**Exercice court A:**
Répondez aux questions suivantes sur l'extrait consacré à Hitler et à Papen.
(i) Quelles forces poussent Hitler à rompre l'équilibre ?
(ii) Quelle fonction l'extrait attribue-t-il à Franz von Papen ?
(iii) Dans quels camps a-t-on besoin du Führer ?
**Exercice court B:**
Prolongez l'extrait sur Hitler et Papen en reprenant après sa dernière phrase.

Hitler écoute : il a parfaitement compris qu’on l’invite à mettre de l’ordre, à freiner l’ardeur des S.A., les violations de la légalité que commettent les nazis. Toutes les forces – Reichswehr, Gestapo, conservateurs – le poussent à rompre l’équilibre établi entre les différents courants qui l’ont porté au pouvoir. Mais chacun des hommes – Himmler, Heydrich, Blomberg, Goering et aussi Papen – qui veulent voir l’équilibre rompu, se tourne vers le Führer. Franz von Papen n’échappe pas à la règle : « II devait se rendre compte, continue le vice-chancelier, que je tenais toujours à notre association, c’était justement pour cette raison que je le suppliais de réfléchir aux problèmes que j’avais soulevés ». On a besoin du Führer, et cela Hitler le sait, on a besoin de lui dans tous les camps, y compris dans celui des S.A.

**Données enregistrées:**
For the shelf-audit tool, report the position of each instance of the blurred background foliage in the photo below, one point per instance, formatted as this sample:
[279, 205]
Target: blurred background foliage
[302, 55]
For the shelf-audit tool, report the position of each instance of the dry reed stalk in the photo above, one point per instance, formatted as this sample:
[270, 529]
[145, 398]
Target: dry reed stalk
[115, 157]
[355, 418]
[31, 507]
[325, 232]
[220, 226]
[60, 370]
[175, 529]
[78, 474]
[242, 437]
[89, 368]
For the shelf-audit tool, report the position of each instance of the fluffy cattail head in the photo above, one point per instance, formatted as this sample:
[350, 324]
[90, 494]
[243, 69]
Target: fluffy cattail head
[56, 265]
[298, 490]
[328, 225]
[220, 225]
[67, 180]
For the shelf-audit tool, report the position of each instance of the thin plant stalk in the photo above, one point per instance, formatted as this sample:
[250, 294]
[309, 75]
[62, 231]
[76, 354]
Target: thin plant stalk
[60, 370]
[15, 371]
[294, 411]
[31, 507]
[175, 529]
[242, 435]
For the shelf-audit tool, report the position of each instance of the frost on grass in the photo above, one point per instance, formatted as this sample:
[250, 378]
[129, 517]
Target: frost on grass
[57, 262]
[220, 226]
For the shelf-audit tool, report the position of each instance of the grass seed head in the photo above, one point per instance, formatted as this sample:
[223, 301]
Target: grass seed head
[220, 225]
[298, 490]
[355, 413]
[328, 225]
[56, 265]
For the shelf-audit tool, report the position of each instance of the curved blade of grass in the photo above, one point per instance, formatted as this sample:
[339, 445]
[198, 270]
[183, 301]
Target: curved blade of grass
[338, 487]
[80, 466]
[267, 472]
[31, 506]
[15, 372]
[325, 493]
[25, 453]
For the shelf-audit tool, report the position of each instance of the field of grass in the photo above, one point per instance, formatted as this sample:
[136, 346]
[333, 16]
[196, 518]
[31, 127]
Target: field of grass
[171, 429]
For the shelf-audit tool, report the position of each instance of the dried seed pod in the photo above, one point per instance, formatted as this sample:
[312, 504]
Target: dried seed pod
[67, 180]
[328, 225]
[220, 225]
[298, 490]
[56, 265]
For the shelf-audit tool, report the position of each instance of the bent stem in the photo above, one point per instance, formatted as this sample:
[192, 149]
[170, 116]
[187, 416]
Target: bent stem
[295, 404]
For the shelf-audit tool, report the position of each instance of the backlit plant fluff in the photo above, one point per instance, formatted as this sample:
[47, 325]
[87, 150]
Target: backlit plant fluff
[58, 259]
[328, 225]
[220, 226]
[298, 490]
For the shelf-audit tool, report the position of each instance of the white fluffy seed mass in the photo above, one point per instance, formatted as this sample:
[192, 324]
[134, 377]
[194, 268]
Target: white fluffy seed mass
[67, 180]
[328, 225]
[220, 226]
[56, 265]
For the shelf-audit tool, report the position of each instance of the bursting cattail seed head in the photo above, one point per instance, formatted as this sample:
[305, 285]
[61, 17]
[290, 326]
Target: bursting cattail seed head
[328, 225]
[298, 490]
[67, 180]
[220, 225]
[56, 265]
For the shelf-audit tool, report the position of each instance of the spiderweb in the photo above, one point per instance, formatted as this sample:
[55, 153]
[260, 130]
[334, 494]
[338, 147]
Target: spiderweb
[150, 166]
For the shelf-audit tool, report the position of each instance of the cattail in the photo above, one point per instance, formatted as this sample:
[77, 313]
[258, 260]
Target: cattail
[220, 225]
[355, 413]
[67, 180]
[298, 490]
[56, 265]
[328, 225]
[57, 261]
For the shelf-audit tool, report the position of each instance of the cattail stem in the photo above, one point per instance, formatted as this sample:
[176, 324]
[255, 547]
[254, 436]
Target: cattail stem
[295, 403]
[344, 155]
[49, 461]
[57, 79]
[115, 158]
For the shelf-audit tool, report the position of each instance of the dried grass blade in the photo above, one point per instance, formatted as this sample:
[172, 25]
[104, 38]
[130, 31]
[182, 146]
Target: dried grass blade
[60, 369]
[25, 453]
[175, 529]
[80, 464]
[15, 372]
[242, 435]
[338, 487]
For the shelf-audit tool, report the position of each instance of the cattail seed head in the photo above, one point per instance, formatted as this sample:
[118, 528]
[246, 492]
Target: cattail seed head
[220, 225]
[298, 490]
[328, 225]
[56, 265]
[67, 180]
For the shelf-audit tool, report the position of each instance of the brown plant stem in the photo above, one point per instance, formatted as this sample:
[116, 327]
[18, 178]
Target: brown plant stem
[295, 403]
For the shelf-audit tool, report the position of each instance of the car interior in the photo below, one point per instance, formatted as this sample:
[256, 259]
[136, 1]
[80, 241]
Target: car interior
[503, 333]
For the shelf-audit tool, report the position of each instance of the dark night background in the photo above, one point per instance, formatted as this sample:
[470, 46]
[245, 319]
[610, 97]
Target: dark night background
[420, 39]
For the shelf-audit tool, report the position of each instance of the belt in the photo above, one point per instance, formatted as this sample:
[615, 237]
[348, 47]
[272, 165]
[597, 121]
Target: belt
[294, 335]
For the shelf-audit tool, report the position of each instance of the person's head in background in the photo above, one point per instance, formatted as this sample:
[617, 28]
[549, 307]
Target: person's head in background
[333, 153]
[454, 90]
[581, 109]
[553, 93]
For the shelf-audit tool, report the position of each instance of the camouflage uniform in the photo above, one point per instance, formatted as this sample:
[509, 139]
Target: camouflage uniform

**Réponse rédigée A:**
(i) La Reichswehr, la Gestapo et les conservateurs.
(ii) Il est vice-chancelier.
(iii) Dans tous les camps, y compris celui des S.A.

**Réponse rédigée B:**
Puis Papen hausse le ton, son attitude se fait plus arrogante. « De toute façon, dit-il, le vice-chancelier du Reich ne peut tolérer qu’un nouveau ministre (Goebbels) interdise la publication d’un discours officiel ».
Papen ménage ses effets, puis il lance : « J’ai parlé en mandataire du président. L’intervention de Goebbels va m’obliger à démissionner. J’en avertirai immédiatement Hindenburg... »
Voilà la carte des conservateurs pour contraindre Hitler à céder, à rompre avec les S.A., à respecter la légalité. Hindenburg, statue du commandeur qui pourrait foudroyer Hitler en ralliant autour de lui l’armée, les conservateurs, la masse des Allemands. « À moins que l’interdiction de mon discours ne soit rapportée, continue Papen, et que Hitler lui-même ne prenne l’engagement d’adopter la ligne de conduite que j’ai préconisée ».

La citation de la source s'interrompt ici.